Texto de leitura
______
Essa conjuntura proporcionou a criação da Lei de Imprensa nº 18/91 de 10 de agosto
e conseqüentemente no surgimento de veículos de comunicação de iniciativa
privada. Abriu-se, assim, espaço para a disputa pela audiência entre as emissoras de
televisão, independentemente de sua natureza pública ou privada.
Dentro desse cenário analisamos os telejornais concorrentes do horário nobre
em Moçambique sob o ponto de vista de suas estratégias discursivas a partir da
abordagem de Fairclough e Laclau, que defendem o entendimento do discurso
dentro do seu contexto de emergência. Assim, assumimos o conceito de discurso
como prática social que está firmemente enraizada em estruturas sociais materiais,
concretas, orientando-se para elas porque todo o objeto é constituído como um
objeto de discurso, na medida em que não é dado fora das suas condições de
emergência. A produção social de sentido é estruturada sob a forma de totalidades
discursivas.
______
Material fornecido

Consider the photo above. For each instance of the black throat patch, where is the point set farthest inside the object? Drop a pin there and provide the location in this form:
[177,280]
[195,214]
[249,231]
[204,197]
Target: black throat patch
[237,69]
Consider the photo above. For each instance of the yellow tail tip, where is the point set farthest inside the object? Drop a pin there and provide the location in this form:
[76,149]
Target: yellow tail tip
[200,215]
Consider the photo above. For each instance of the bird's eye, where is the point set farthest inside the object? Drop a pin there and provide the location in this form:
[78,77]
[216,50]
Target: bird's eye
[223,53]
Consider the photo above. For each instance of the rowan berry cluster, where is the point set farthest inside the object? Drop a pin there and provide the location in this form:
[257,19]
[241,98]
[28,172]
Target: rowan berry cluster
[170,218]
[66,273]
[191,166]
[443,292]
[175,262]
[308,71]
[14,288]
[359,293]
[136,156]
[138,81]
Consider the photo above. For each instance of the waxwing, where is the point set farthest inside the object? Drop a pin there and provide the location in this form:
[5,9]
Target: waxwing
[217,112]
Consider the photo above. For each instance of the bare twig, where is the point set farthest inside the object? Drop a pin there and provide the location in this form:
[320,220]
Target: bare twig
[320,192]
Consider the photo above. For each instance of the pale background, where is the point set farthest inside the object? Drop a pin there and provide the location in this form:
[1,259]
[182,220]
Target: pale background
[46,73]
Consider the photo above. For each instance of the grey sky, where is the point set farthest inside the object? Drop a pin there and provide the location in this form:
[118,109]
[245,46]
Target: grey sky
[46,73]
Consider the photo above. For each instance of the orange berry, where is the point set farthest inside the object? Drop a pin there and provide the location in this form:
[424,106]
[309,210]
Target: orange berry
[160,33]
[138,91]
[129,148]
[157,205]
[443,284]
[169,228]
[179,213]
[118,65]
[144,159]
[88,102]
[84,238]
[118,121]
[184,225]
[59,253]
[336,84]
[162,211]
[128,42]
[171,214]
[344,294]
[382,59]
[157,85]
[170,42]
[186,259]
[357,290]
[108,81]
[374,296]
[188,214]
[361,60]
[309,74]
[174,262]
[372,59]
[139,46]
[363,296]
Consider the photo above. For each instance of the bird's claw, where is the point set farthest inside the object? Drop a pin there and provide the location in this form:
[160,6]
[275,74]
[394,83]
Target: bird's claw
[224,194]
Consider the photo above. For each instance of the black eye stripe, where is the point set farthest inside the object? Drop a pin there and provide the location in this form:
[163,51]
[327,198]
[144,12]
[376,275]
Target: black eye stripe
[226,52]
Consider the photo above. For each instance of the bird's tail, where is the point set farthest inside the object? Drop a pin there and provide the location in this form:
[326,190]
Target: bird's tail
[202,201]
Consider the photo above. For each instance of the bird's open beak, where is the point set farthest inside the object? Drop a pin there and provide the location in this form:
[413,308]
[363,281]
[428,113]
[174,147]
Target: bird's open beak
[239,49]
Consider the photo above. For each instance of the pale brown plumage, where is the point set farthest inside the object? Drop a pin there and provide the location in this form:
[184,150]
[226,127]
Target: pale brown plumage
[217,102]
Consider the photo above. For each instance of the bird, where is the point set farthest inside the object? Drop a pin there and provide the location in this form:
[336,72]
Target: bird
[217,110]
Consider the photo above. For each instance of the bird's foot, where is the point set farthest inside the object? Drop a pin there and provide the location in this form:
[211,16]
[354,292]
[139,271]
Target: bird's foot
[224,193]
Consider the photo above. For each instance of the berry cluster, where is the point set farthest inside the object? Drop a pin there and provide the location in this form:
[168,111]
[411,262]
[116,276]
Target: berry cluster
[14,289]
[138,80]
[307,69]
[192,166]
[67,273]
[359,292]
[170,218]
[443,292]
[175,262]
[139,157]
______
Tarefas do exercício
**a.** Liste todos os nomes de pessoas e de países mencionados no texto sobre os telejornais de Moçambique.
**b.** Repita, sem alterar nada, o trecho do texto sobre os telejornais de Moçambique que se inicia com as palavras "Essa conjuntura proporcionou" e se encerra com "pública ou privada.".
O material não é necessário para resolver esta atividade.

Respostas
**a.** Moçambique, Fairclough e Laclau.

**b.**
Essa conjuntura proporcionou a criação da Lei de Imprensa nº 18/91 de 10 de agosto
e conseqüentemente no surgimento de veículos de comunicação de iniciativa
privada. Abriu-se, assim, espaço para a disputa pela audiência entre as emissoras de
televisão, independentemente de sua natureza pública ou privada.